Switch "driftwood log" to "floating log" in the data from the line with "TARGET: pine tree" to the line with "(494, 1183)", then write out only those lines with everything else left as it is.

* BEGIN EXERCISE INPUT *

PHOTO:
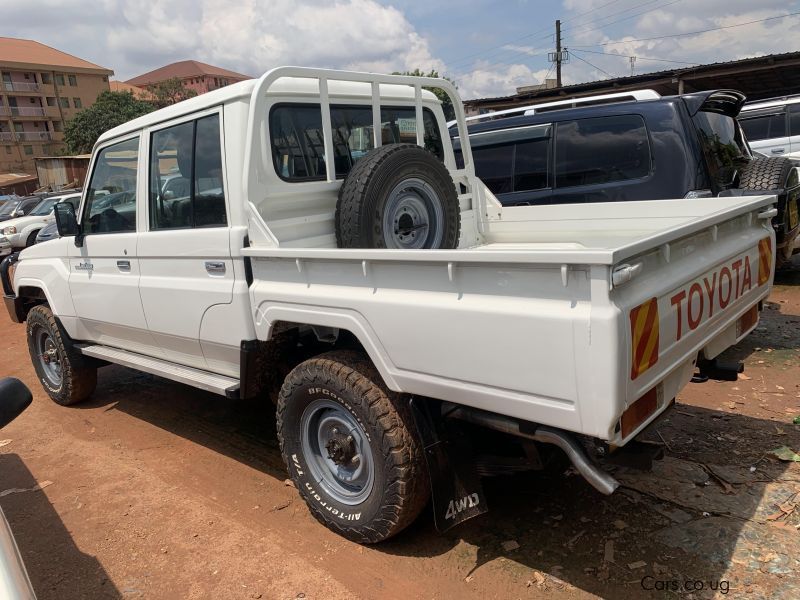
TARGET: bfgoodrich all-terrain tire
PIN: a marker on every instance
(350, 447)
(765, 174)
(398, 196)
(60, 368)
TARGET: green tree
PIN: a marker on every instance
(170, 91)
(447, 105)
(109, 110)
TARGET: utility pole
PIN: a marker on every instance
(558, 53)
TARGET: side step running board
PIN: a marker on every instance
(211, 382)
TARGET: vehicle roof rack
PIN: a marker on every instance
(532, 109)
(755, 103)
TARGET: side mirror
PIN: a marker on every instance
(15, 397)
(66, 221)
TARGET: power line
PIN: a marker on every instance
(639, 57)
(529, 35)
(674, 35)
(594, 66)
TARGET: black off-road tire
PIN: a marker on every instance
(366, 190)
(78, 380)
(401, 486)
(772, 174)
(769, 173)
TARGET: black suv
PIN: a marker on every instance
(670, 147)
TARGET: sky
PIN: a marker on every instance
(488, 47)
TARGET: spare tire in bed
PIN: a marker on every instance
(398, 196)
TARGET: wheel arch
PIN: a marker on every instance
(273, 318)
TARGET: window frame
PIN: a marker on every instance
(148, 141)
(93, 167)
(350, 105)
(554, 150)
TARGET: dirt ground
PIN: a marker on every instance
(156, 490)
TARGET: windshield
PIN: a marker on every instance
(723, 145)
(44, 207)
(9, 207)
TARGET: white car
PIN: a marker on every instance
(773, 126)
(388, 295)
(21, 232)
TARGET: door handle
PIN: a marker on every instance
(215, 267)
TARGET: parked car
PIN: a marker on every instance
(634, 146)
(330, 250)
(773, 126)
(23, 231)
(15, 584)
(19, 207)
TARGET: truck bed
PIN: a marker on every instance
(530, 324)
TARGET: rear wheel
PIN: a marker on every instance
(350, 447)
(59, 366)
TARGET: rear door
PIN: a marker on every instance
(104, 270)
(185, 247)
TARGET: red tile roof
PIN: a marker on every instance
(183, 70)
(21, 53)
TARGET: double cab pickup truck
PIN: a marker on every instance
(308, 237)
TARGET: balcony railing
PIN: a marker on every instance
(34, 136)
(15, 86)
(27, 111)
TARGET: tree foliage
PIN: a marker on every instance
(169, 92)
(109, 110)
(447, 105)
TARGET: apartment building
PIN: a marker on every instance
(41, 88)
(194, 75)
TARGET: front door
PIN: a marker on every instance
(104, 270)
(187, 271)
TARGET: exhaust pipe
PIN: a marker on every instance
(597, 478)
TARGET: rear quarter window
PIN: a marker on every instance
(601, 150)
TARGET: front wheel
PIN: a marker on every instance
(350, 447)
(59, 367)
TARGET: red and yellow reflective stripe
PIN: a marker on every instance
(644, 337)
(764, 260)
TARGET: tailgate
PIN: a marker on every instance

* END EXERCISE INPUT *
* BEGIN EXERCISE INPUT *

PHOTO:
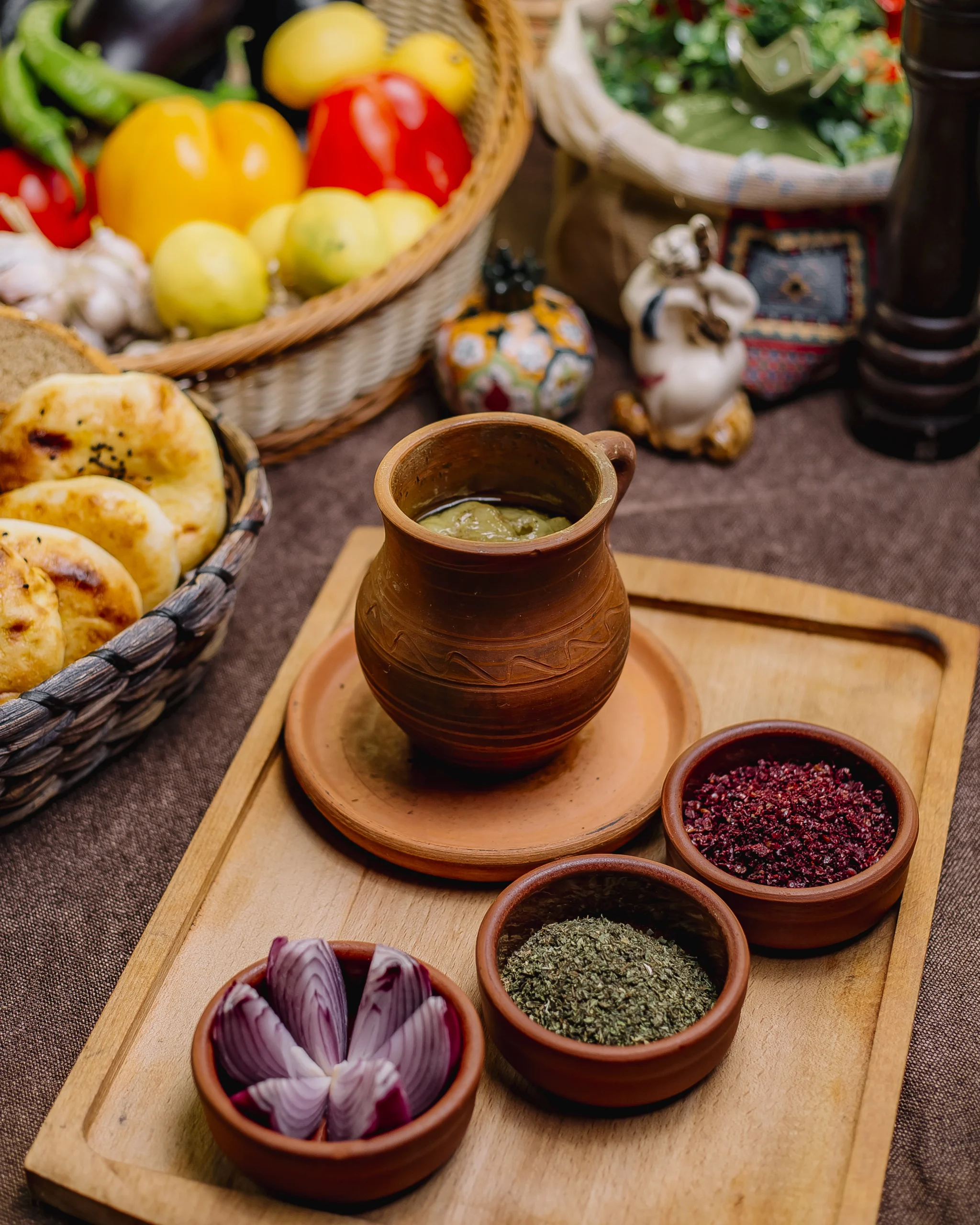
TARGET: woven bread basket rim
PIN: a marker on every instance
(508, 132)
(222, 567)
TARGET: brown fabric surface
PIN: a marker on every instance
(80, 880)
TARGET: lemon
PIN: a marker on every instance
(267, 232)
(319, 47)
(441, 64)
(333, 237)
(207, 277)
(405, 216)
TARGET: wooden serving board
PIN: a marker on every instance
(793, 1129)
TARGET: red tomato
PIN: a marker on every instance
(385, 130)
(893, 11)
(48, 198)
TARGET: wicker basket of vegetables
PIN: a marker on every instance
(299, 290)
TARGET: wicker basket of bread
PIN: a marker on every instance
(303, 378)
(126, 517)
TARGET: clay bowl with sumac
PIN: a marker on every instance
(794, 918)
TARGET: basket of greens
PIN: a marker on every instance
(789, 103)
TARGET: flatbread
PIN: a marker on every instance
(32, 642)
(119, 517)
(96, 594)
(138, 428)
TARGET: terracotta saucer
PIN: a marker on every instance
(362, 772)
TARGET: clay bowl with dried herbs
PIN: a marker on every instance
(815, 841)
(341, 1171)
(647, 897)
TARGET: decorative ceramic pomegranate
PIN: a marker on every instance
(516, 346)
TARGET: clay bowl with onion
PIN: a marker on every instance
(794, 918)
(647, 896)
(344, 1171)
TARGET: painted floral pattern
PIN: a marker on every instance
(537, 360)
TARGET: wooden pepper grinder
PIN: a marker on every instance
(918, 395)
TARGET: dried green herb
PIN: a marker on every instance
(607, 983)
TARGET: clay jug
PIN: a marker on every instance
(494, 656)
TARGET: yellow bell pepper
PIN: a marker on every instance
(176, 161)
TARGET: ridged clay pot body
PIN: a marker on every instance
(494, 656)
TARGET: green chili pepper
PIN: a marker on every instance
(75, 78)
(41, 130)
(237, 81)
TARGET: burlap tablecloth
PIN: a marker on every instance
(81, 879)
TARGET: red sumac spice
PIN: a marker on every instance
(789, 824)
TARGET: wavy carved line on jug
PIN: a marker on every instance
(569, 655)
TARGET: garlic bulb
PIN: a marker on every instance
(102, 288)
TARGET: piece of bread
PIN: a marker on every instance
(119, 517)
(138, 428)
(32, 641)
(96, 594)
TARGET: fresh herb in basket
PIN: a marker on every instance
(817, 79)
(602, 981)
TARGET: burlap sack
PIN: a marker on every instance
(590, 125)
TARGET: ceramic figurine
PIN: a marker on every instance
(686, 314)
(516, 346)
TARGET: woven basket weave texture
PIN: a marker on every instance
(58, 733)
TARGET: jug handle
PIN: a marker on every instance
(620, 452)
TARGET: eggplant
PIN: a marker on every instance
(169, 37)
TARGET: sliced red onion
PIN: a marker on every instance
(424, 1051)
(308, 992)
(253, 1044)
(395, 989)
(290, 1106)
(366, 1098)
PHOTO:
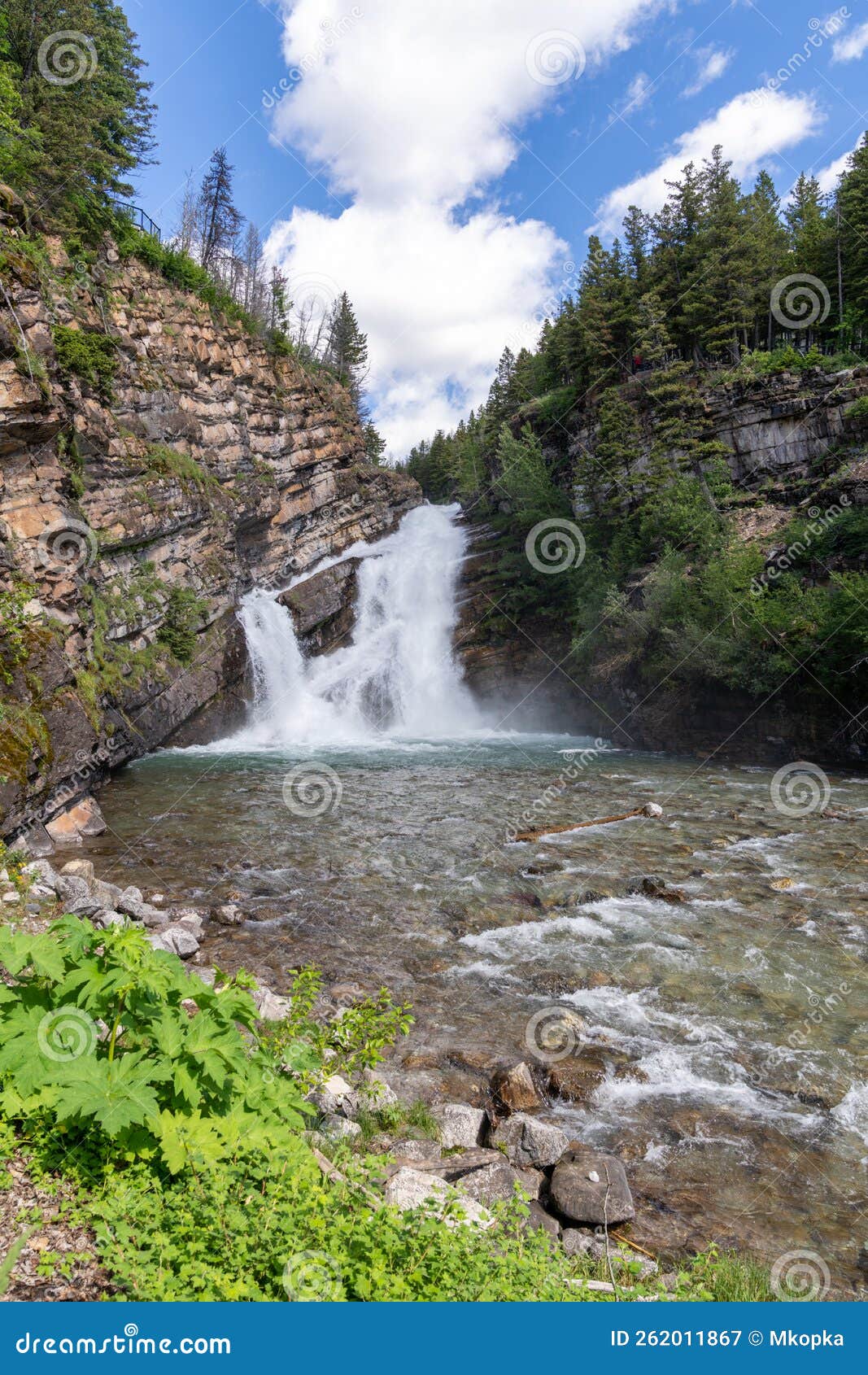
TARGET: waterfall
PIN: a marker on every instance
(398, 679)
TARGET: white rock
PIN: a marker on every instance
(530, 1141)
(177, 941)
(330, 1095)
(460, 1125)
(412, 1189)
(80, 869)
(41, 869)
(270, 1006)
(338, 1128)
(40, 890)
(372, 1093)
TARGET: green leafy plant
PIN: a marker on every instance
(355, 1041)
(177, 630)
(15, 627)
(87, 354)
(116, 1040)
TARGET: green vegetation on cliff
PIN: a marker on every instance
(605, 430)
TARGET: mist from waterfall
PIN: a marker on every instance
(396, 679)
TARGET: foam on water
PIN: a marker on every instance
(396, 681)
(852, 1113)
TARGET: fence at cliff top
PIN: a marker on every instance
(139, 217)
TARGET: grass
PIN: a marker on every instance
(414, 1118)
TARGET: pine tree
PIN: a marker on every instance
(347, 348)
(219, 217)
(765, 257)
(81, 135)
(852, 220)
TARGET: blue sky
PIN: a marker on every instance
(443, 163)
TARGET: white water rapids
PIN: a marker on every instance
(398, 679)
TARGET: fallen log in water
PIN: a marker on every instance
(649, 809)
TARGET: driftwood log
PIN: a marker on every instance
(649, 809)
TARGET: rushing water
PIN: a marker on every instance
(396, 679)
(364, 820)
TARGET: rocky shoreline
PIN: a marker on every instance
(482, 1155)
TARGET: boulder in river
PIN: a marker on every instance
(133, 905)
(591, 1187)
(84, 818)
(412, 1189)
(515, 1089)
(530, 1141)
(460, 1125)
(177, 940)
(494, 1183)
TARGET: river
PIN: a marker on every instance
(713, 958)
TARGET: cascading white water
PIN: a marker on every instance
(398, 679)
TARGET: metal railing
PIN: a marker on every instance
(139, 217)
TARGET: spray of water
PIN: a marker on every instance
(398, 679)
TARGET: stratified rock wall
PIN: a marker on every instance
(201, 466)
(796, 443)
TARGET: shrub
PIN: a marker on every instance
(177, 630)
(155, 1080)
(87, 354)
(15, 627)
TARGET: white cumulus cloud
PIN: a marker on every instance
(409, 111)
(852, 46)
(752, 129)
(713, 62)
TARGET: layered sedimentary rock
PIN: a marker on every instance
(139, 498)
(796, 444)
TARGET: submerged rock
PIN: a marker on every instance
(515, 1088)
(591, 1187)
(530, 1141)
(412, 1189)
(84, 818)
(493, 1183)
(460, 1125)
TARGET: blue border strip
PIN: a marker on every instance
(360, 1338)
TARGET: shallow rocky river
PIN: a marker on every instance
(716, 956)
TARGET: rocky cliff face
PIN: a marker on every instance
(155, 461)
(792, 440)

* END EXERCISE INPUT *

**WORKED ANSWER:**
TARGET: pine tree
PIN: a marker on every instance
(347, 348)
(219, 217)
(765, 257)
(81, 135)
(852, 220)
TARGET: blue sky
PIN: a marker on every instance
(443, 163)
TARGET: white water rapids
PIN: a marker on every instance
(398, 679)
TARGET: fallen log in water
PIN: a marker on every instance
(649, 809)
TARGET: floating log
PIN: a marker on every instance
(649, 809)
TARGET: rushing water
PIN: a marker on every instance
(396, 679)
(364, 820)
TARGET: rocky shoreline
PIN: a marker on every instance
(482, 1155)
TARGET: boulder in river
PIN: a marker on every instance
(133, 905)
(591, 1187)
(84, 818)
(412, 1189)
(515, 1089)
(530, 1141)
(460, 1125)
(177, 940)
(494, 1183)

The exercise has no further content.